Les spectateurs trois fois plus nombreux que pour le récital Gerhaher remplissent ce soir le Capitole L’inappétence du public méridional pour les concerts de lieder et piano ne semble pas confirmée aujourd’hui. Pour quelle raison ? La présence du seul Schubert au programme ? La réputation du récitaliste due à ses nombreux enregistrements ? Le bouche-à-oreille sur la qualité de ces nouveaux rendez-vous instaurés par Christophe Ghristi, dès lors encouragé à poursuivre sa politique d’ouverture ? Quoi qu’il en soit, la ferveur était au rendez-vous et l’admiration pour un grand, un très grand interprète.

Jean Jordy

Au premier rang, un spectateur consulte son téléphone portable alors que le concert commence. Matthias Goerne interrompt l’interprétation du premier lied pour s’étonner brièvement (en anglais) de l’irrespect de l’individu. Ce rappel aux règles de courtoisie s’imposait. Bravo et merci M Goerne.

Prochain récital mardi 19 février, avec un autre baryton, français, Stéphane Degout. Au programme, des mélodies de Fauré, Duparc, Chabrier et Debussy.

Re: Récital Matthias Goerne – Lieder de Schubert – Capitole Toulouse – 11/01/19

Posté : 13 janv. 2019, 21:47
par Markossipovitch
Bravo et merci pour ce magnifique compte rendu, Jean, si bien écrit!
────────────────
#### [EXERCICE A]
Répondez à ces questions d'après le compte rendu du récital ci-dessus :
(i) Combien de fois plus nombreux étaient les spectateurs par rapport au récital Gerhaher ?
(ii) En quelle langue Matthias Goerne s'est-il étonné de l'irrespect du spectateur ?
(iii) Quel baryton donne le prochain récital, et à quelle date ?
────────────────
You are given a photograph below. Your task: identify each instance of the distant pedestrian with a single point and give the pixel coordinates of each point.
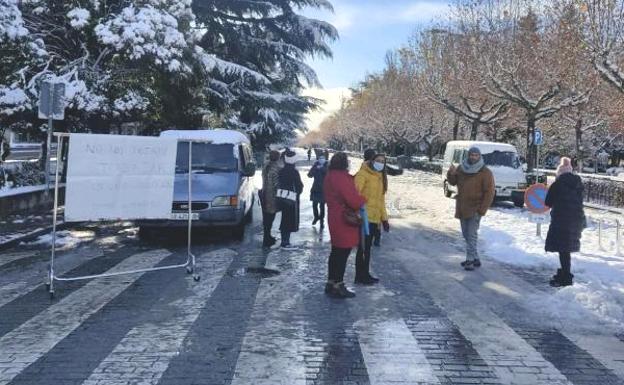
(565, 198)
(475, 193)
(270, 177)
(318, 172)
(289, 189)
(372, 182)
(343, 201)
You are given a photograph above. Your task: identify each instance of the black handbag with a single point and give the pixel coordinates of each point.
(351, 217)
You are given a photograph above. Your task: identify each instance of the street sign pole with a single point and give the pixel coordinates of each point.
(49, 141)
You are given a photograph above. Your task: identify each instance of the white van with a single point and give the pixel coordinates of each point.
(501, 158)
(222, 185)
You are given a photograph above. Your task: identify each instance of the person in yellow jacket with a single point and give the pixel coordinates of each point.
(372, 183)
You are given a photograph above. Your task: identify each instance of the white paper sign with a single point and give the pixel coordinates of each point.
(113, 177)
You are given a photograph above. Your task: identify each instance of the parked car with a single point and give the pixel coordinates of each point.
(501, 158)
(222, 190)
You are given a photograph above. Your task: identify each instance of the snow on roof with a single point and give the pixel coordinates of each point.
(217, 136)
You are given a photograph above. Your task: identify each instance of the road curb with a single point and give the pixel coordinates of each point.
(31, 235)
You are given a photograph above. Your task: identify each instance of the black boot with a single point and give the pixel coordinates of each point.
(555, 277)
(563, 280)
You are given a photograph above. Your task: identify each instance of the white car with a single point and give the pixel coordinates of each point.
(501, 158)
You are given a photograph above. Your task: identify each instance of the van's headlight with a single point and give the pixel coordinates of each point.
(228, 200)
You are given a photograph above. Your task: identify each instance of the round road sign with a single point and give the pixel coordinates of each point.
(535, 198)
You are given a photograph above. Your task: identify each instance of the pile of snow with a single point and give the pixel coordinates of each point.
(65, 239)
(507, 236)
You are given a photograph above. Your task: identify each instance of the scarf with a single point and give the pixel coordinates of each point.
(468, 168)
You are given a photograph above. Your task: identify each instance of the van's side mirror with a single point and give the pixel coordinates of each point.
(250, 169)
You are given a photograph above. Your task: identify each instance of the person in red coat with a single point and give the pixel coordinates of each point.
(340, 195)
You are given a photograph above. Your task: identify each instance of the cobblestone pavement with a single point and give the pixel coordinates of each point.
(427, 322)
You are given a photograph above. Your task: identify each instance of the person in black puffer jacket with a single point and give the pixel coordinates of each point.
(289, 180)
(565, 198)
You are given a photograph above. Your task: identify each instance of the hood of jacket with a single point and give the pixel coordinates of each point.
(571, 181)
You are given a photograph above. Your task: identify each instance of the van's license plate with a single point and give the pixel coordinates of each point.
(184, 216)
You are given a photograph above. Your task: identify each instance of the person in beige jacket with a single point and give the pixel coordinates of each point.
(475, 193)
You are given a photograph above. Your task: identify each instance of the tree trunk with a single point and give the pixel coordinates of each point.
(531, 154)
(578, 130)
(474, 129)
(455, 127)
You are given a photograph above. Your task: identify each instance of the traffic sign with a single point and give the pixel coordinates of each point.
(538, 139)
(52, 101)
(535, 198)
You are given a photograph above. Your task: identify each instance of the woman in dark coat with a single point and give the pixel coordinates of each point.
(565, 198)
(318, 172)
(289, 179)
(341, 195)
(270, 175)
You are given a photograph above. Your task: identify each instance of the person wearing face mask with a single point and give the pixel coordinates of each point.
(372, 183)
(318, 172)
(475, 193)
(289, 188)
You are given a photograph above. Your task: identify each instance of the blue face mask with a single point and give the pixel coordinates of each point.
(378, 166)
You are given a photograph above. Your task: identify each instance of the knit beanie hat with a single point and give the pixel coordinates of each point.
(565, 166)
(290, 157)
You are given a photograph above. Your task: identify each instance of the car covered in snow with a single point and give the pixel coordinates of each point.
(222, 189)
(501, 158)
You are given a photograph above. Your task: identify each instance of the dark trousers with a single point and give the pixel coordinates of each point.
(318, 208)
(377, 236)
(285, 238)
(337, 263)
(566, 261)
(362, 258)
(267, 223)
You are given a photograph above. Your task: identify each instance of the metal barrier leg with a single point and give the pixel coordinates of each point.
(617, 236)
(600, 246)
(50, 282)
(51, 277)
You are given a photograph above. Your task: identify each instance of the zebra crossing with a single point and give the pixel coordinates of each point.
(425, 326)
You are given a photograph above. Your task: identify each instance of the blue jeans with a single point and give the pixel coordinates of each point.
(470, 231)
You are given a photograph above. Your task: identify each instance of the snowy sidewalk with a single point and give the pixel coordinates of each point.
(20, 228)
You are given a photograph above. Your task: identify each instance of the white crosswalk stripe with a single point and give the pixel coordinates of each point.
(145, 352)
(33, 339)
(391, 354)
(272, 345)
(508, 354)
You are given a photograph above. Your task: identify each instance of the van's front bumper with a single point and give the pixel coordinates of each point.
(211, 217)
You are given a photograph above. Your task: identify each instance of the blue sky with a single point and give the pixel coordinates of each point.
(368, 29)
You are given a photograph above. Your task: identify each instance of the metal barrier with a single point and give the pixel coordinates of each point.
(189, 265)
(618, 235)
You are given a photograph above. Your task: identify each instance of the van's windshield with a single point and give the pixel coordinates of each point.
(502, 158)
(207, 158)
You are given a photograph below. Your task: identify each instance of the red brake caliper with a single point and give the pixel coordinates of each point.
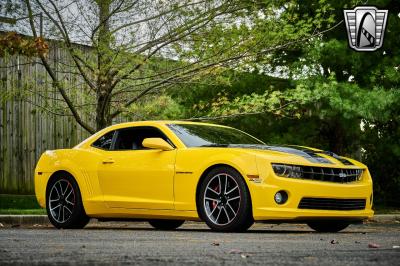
(214, 203)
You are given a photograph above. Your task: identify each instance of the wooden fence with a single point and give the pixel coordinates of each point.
(26, 131)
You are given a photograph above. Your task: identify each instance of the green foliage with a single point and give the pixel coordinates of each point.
(335, 98)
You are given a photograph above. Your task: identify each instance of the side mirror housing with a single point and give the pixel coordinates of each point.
(157, 143)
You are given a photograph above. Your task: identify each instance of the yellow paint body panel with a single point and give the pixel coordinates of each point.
(162, 184)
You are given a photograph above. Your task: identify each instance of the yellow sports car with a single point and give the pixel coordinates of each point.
(166, 172)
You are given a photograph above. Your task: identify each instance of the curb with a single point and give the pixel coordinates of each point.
(24, 219)
(44, 220)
────────────────
#### [EXERCICE B]
Relevez chaque ligne des entrées qui contient le mot "metal".

#### [BONNE RÉPONSE A]
(i) Trois fois plus nombreux.
(ii) En anglais.
(iii) Stéphane Degout, le mardi 19 février.

#### [BONNE RÉPONSE B]
You are given a photograph above. Your task: identify each instance of the metal barrier leg with a single point and give the pixel coordinates of each point.
You are given a photograph above. Your task: identify each instance of the metal barrier with a single point and give the pixel coordinates of each point.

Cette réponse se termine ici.